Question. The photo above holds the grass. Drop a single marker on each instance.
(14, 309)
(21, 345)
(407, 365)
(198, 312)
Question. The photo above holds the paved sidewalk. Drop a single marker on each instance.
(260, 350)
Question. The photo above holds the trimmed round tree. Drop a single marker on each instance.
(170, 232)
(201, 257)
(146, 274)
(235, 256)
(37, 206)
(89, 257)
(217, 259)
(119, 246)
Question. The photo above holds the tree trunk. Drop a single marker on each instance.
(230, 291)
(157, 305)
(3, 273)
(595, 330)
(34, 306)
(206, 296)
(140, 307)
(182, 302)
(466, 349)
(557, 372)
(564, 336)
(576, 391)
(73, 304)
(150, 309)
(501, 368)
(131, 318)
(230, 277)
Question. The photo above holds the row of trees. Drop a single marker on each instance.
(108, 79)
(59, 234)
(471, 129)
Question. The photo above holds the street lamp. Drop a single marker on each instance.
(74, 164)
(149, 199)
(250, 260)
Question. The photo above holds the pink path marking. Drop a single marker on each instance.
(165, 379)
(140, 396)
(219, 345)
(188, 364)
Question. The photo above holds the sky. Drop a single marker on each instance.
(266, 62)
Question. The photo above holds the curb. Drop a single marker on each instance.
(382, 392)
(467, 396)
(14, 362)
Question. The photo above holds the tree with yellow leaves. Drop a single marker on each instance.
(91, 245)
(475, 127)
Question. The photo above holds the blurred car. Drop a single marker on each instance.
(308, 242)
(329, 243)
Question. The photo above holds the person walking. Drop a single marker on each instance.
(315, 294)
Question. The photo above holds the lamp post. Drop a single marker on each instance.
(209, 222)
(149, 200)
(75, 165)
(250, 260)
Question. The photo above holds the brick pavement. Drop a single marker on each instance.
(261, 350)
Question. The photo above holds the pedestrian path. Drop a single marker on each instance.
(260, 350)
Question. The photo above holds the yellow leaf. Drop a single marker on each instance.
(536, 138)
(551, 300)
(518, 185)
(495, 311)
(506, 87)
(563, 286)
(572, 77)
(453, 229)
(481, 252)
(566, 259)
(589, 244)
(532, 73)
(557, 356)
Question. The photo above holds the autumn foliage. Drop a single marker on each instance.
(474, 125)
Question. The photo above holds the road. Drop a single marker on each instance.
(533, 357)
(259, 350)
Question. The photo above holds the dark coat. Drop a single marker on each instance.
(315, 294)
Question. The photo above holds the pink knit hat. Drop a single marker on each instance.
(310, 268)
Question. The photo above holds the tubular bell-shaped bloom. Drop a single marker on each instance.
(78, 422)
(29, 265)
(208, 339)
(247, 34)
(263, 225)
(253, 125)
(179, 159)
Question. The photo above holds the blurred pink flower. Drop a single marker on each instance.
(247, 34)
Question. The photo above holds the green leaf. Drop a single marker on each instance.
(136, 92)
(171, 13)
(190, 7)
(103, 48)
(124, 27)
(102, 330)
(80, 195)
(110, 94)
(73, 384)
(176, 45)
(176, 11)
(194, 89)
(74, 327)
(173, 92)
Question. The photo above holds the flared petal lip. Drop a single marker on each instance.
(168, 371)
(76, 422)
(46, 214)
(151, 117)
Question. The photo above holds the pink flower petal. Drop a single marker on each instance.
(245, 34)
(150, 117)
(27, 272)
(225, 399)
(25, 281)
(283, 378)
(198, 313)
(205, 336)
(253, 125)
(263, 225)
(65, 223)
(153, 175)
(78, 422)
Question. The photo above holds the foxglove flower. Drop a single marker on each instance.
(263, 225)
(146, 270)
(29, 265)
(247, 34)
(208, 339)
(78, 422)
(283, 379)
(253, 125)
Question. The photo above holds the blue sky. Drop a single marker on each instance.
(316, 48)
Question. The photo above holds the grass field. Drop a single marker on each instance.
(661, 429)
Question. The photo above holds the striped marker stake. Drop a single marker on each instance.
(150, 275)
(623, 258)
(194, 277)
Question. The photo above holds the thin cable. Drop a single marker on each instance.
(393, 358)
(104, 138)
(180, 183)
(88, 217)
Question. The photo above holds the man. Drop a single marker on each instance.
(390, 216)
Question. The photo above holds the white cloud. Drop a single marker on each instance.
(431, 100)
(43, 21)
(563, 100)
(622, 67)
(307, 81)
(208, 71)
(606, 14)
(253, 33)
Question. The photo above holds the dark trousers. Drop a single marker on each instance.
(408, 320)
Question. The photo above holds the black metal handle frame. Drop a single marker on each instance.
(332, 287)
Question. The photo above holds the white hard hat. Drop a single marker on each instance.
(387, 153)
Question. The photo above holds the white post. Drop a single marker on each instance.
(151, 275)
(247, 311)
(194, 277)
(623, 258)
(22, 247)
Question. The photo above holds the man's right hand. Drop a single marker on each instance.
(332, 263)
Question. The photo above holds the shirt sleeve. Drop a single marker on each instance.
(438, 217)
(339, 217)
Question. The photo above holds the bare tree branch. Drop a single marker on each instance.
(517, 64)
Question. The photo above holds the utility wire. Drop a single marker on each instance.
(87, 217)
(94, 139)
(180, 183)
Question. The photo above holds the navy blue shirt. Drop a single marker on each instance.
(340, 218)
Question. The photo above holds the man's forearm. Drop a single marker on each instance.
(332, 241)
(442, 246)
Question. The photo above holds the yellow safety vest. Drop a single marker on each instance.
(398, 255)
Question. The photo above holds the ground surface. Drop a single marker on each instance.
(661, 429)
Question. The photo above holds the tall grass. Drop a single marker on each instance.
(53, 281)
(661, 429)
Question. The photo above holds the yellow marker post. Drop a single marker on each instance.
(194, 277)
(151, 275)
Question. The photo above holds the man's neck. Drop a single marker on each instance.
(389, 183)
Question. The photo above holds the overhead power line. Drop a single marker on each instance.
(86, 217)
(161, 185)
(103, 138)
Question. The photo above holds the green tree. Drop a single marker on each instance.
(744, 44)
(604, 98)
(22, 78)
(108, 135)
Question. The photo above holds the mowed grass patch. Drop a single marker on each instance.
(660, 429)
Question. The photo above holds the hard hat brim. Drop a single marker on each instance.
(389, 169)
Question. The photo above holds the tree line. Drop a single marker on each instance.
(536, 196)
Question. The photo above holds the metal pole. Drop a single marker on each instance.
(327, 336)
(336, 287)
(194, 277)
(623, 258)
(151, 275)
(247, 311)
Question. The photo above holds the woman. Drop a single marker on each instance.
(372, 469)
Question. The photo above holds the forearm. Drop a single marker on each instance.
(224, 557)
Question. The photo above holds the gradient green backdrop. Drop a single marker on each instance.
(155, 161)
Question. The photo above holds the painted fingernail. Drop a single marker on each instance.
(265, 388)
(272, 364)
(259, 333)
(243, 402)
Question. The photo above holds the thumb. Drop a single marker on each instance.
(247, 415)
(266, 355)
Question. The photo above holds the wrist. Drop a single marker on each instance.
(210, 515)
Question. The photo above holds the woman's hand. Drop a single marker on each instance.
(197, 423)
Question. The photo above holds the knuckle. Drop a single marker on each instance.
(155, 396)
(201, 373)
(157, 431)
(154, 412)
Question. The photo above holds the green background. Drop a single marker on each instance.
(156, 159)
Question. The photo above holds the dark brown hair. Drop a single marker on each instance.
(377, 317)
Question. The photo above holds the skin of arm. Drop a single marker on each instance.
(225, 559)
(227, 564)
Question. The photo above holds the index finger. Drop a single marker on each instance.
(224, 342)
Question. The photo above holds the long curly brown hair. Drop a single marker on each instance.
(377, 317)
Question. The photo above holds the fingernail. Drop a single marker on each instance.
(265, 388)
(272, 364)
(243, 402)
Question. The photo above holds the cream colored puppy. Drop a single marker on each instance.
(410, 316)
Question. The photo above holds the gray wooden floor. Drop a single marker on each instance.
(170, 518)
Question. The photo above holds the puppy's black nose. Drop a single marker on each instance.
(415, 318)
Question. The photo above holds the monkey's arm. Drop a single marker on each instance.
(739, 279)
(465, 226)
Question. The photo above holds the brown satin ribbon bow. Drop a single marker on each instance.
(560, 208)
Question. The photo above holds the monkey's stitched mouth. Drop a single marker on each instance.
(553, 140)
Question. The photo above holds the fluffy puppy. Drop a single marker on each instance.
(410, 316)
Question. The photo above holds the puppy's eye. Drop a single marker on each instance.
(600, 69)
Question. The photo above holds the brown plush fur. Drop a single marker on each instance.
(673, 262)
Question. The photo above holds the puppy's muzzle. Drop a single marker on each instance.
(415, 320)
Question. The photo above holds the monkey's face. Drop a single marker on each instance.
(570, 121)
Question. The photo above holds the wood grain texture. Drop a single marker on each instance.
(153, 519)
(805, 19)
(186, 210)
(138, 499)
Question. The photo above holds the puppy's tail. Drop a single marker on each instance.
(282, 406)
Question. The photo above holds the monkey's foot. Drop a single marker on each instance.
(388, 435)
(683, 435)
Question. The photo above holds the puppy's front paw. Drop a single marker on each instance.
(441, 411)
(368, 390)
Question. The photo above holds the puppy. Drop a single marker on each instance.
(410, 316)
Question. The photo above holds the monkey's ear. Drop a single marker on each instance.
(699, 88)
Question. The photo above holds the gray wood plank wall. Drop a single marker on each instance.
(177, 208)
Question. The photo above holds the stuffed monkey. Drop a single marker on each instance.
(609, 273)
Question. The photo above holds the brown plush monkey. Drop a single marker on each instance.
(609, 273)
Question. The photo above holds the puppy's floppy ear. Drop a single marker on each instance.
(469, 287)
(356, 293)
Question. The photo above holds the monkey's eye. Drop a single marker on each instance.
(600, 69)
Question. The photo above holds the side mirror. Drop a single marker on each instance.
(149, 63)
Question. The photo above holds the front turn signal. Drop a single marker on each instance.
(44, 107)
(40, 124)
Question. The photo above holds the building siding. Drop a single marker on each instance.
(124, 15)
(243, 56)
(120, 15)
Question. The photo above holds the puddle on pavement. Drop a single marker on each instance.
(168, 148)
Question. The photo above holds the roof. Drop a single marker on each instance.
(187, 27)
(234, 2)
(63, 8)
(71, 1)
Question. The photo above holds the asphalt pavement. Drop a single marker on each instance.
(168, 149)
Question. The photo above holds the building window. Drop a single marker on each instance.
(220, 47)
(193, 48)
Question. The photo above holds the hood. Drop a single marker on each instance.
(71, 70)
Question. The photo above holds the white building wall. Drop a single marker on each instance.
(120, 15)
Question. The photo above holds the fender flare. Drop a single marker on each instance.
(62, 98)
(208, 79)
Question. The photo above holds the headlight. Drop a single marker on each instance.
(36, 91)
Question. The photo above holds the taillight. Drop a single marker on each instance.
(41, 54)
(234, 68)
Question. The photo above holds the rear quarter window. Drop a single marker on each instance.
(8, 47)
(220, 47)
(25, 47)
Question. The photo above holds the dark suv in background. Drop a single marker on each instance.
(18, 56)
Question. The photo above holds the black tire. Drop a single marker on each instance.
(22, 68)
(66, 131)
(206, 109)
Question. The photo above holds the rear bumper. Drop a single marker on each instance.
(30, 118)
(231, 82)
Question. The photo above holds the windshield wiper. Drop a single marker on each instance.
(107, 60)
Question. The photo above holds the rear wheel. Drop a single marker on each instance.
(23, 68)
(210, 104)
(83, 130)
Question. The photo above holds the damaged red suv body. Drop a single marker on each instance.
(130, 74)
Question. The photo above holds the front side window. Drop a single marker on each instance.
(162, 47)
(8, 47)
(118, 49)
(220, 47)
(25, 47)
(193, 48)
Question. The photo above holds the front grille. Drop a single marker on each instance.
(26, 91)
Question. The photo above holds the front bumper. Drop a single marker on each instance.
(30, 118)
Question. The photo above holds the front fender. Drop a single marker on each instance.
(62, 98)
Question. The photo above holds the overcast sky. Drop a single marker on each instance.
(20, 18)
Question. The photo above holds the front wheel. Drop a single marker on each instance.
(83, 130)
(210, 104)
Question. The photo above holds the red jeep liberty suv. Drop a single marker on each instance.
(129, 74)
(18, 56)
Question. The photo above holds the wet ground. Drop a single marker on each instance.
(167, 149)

━━━━━━━━

## REQUIREMENT
Only the lines from the one containing "Question. The photo above holds the wet" through the end of the material should be reproduced, exactly, with both ends included.

## EXERCISE SOLUTION
Question. The photo above holds the wet ground. Drop a single marker on each instance.
(167, 149)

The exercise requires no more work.